### Stated problem:
Could you reproduce, word for word, the lines below from the one containing "For the evaluation set, tag every instance of the sheep eye" up to and including the one containing "[[360, 562], [403, 529], [454, 497], [677, 589]]", and output nothing else?

### Provided data:
BEGIN

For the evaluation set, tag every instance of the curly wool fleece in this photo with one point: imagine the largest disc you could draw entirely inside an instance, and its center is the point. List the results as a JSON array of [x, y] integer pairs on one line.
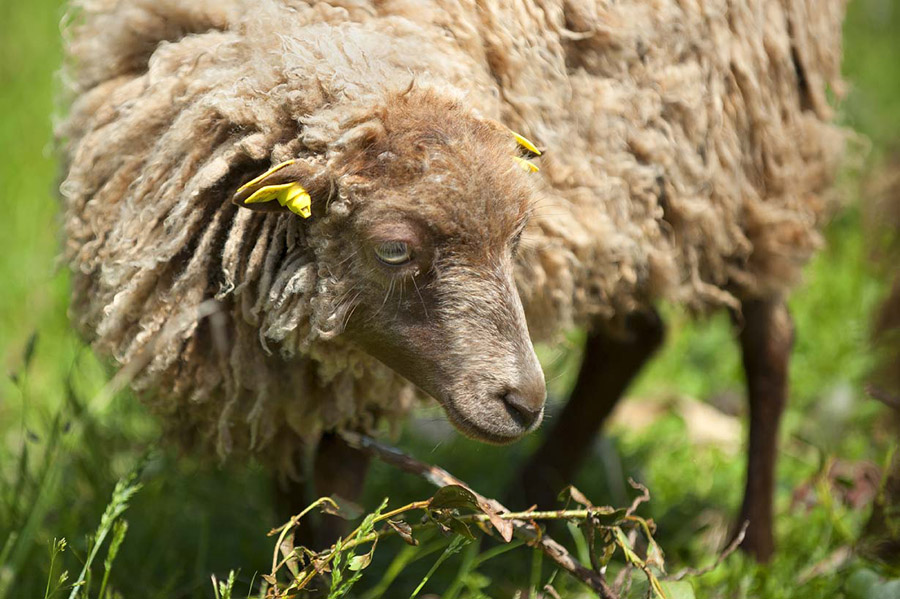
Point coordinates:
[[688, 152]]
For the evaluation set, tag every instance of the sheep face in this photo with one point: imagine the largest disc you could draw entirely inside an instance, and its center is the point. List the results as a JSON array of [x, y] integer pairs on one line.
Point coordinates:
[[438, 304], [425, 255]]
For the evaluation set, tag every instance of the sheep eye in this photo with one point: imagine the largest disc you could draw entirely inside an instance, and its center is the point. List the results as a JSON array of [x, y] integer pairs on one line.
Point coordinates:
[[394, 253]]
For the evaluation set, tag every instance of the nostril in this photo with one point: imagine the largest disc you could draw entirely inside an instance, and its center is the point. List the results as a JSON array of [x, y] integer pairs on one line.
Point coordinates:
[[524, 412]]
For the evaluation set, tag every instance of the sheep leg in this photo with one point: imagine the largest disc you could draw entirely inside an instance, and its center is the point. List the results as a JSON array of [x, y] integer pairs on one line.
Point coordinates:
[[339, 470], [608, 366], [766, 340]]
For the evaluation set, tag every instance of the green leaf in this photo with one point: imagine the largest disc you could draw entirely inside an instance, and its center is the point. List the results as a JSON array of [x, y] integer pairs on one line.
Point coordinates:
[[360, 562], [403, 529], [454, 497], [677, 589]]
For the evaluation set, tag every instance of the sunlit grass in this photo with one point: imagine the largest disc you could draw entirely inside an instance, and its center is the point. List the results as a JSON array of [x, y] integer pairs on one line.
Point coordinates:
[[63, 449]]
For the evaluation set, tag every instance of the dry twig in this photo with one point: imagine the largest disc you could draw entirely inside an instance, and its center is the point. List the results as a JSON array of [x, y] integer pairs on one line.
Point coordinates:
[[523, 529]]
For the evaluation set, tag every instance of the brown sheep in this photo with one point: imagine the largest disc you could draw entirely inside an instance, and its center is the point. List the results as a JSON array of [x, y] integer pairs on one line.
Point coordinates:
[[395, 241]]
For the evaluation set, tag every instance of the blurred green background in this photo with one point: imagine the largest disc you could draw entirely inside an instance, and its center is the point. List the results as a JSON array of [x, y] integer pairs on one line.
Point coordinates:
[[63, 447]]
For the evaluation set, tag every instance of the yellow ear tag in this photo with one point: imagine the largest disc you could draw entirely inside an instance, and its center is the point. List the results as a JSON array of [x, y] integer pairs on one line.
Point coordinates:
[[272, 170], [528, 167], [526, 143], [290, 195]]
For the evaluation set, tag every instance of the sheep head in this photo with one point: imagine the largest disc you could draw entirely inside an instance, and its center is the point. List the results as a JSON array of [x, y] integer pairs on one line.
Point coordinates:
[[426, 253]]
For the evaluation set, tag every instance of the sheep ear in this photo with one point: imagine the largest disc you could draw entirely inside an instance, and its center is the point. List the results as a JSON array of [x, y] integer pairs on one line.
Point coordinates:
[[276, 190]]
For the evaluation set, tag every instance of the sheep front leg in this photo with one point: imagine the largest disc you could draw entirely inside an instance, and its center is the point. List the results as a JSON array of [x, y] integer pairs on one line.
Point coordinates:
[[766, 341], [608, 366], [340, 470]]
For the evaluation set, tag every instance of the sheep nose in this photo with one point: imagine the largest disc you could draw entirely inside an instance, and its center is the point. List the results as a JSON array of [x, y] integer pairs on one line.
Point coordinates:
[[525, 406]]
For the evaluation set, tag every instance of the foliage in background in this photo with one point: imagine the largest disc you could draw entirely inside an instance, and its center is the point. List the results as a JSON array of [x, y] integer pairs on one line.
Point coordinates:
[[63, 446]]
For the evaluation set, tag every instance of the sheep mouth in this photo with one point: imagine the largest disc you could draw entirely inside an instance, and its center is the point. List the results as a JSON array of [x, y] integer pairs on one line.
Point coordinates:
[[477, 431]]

END
BEGIN

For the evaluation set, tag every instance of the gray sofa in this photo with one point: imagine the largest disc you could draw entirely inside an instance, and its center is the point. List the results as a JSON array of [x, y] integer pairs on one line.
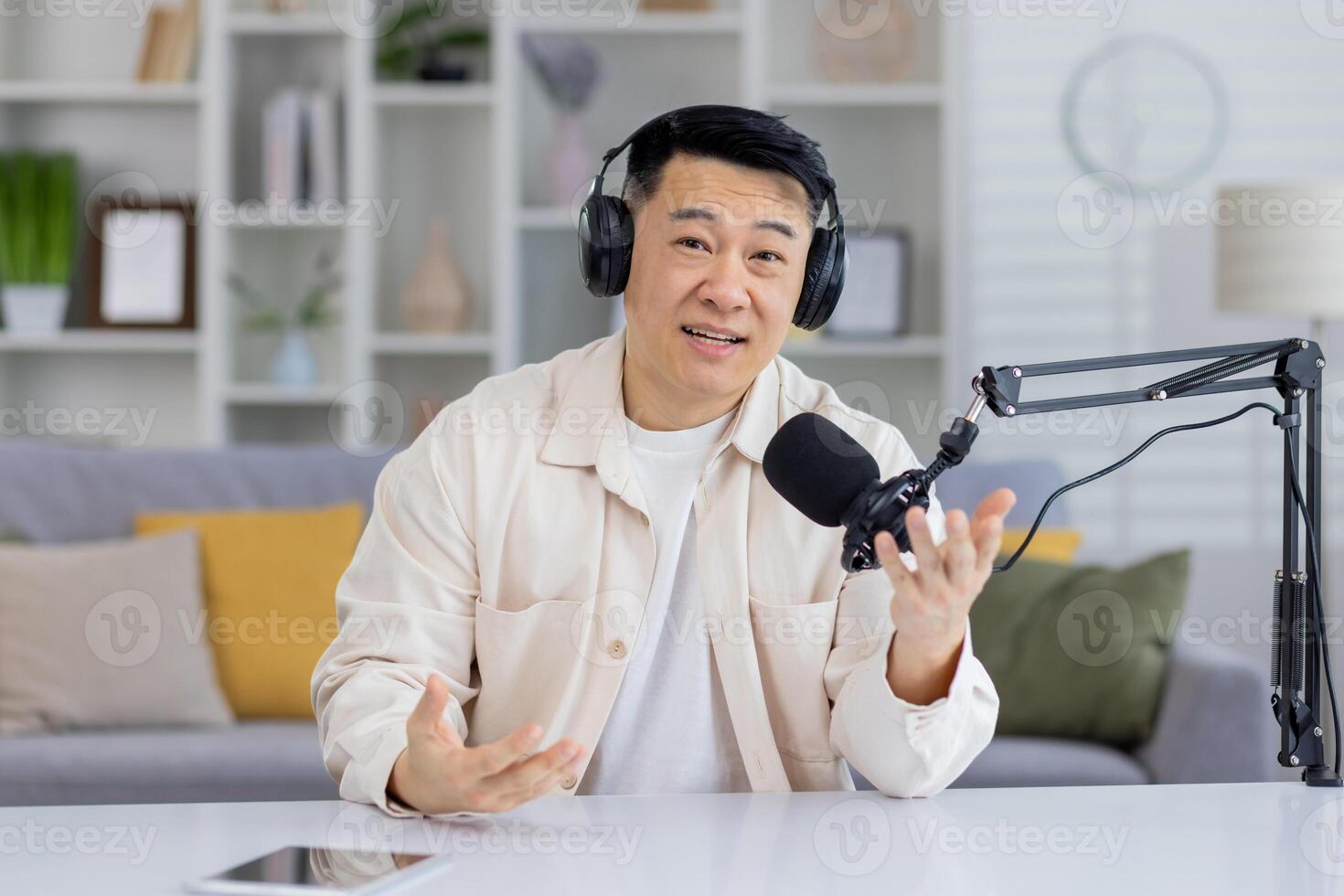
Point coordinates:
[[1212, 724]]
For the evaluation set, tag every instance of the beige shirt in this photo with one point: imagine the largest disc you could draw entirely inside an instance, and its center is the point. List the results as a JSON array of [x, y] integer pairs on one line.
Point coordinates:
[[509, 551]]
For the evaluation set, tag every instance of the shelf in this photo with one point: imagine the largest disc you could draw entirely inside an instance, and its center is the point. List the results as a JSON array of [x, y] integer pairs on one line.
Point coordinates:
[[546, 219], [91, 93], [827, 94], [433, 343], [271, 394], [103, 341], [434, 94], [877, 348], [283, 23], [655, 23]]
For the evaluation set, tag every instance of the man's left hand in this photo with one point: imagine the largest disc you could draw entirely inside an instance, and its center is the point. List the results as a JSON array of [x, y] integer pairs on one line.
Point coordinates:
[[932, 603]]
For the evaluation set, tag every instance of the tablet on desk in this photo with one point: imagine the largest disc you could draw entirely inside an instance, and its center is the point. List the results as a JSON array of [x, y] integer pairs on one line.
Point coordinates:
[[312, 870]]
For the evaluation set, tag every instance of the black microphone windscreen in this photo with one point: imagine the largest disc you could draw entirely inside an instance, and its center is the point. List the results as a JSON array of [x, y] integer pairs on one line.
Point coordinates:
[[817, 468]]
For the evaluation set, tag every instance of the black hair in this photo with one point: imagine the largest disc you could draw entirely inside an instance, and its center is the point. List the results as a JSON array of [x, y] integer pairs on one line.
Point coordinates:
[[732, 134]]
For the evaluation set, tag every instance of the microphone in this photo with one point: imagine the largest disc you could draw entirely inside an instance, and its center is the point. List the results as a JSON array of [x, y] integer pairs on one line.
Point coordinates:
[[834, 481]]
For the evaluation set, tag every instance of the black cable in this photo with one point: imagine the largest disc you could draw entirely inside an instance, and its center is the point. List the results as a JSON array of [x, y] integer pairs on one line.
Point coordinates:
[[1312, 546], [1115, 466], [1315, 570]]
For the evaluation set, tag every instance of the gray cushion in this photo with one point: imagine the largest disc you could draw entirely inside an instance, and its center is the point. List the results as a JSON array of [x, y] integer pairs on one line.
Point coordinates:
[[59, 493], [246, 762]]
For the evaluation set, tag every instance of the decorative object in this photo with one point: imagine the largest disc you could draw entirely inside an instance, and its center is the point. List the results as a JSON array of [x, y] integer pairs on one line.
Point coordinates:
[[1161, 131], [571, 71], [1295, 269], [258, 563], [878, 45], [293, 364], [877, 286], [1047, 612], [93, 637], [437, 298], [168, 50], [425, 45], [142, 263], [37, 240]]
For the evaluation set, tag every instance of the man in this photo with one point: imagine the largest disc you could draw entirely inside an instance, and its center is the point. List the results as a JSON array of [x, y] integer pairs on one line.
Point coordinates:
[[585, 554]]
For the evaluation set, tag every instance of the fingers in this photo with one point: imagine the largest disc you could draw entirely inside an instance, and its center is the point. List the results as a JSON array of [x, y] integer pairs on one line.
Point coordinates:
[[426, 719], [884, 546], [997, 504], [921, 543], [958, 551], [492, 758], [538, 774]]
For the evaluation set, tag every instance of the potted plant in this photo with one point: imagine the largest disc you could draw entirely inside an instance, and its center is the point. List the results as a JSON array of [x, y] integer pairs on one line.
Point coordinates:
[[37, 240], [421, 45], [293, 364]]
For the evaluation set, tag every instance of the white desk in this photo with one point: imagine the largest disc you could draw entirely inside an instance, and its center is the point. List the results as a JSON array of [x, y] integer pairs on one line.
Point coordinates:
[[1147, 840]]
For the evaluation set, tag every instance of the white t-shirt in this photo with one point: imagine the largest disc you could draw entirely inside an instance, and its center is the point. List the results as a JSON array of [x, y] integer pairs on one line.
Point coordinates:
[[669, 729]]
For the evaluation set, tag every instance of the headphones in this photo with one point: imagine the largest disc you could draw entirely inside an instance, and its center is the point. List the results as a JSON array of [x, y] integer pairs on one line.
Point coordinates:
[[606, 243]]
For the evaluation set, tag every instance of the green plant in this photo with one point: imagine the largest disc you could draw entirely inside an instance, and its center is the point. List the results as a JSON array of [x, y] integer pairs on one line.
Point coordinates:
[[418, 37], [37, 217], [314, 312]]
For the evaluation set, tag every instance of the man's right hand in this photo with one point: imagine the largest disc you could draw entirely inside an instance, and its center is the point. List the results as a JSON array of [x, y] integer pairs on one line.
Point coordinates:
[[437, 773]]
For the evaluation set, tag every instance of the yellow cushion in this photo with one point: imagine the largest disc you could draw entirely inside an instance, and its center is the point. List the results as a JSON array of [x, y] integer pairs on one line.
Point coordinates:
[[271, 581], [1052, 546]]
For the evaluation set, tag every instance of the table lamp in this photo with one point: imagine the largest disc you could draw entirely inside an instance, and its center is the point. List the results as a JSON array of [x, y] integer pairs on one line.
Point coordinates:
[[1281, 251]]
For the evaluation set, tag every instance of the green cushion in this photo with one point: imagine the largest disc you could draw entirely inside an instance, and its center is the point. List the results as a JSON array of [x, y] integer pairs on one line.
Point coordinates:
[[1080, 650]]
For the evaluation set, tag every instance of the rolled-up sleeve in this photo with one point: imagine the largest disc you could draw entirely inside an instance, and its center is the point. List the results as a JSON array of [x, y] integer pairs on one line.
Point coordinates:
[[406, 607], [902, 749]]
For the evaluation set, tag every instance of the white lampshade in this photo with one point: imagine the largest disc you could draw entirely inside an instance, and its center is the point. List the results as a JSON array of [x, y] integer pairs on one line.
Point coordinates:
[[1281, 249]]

END
BEGIN

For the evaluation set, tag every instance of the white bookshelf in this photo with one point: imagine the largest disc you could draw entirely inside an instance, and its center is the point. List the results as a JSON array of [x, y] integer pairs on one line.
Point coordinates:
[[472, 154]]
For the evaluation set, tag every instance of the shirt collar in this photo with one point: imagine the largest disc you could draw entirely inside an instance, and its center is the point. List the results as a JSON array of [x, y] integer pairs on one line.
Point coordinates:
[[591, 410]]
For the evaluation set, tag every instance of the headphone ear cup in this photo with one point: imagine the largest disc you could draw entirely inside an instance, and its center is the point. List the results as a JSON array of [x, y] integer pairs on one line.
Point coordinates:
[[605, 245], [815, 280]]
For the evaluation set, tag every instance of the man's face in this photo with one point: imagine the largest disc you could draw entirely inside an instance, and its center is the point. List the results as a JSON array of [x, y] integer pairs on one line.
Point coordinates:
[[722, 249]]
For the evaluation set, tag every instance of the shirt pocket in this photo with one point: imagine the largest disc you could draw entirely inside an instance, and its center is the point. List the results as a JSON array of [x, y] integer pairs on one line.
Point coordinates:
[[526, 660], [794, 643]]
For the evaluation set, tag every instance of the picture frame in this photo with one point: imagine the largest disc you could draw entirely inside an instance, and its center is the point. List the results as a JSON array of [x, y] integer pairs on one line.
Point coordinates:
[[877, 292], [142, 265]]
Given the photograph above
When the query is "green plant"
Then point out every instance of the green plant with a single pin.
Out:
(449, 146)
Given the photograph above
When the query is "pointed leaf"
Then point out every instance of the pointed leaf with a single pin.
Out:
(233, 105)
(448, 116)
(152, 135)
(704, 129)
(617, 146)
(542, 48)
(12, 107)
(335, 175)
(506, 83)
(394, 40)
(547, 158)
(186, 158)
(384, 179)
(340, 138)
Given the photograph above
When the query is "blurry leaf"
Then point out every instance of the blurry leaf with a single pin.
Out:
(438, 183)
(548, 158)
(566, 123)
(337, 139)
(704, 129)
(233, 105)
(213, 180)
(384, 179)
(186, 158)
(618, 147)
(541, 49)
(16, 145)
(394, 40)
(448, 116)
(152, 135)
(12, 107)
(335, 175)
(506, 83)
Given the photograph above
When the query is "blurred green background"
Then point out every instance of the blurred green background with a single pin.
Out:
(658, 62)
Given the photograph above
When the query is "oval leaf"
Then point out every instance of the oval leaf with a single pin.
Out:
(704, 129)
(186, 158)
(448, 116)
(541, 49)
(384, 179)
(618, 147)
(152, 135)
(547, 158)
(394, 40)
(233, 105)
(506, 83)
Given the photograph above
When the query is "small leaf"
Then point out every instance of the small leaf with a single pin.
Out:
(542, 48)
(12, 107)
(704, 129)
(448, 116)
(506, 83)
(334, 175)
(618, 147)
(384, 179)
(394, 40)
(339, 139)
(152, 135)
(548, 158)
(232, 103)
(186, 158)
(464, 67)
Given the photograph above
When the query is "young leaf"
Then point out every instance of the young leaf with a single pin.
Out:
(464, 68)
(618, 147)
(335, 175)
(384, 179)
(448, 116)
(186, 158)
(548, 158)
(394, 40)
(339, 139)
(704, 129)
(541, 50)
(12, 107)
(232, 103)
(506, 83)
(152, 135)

END

### Reply to the exercise:
For the evaluation set, tag every instance of the sheep eye in this photo with one point: imagine the largest disc you could draw entirely inside an instance, and its center is the point. List the results as a JSON array of [x, y] integer pairs on one line.
Point coordinates:
[[394, 253]]
For the evaluation set, tag every instance of the nostril in this photo with one point: imagine the largest disc you could draw entirely inside an instance, and its center is the point. List the results as a JSON array of [x, y] integer pairs on one line.
Point coordinates:
[[524, 412]]
For the evaluation set, tag every instance of the sheep leg in this photo with one point: imagine the largest disc you could draw entirely inside an instance, and its center is the point. List the results as a JSON array of [x, y] integer pairs on one line.
Point coordinates:
[[339, 470], [608, 366], [766, 340]]
For the evaluation set, tag every instance of the green leaf in this photo with one point: imagine the largest disc you could draw entirely inside an instance, and its center is the point. List the results as a JSON array of [x, y] integer pairs on one line.
Point coordinates:
[[360, 562], [403, 529], [454, 497], [677, 589]]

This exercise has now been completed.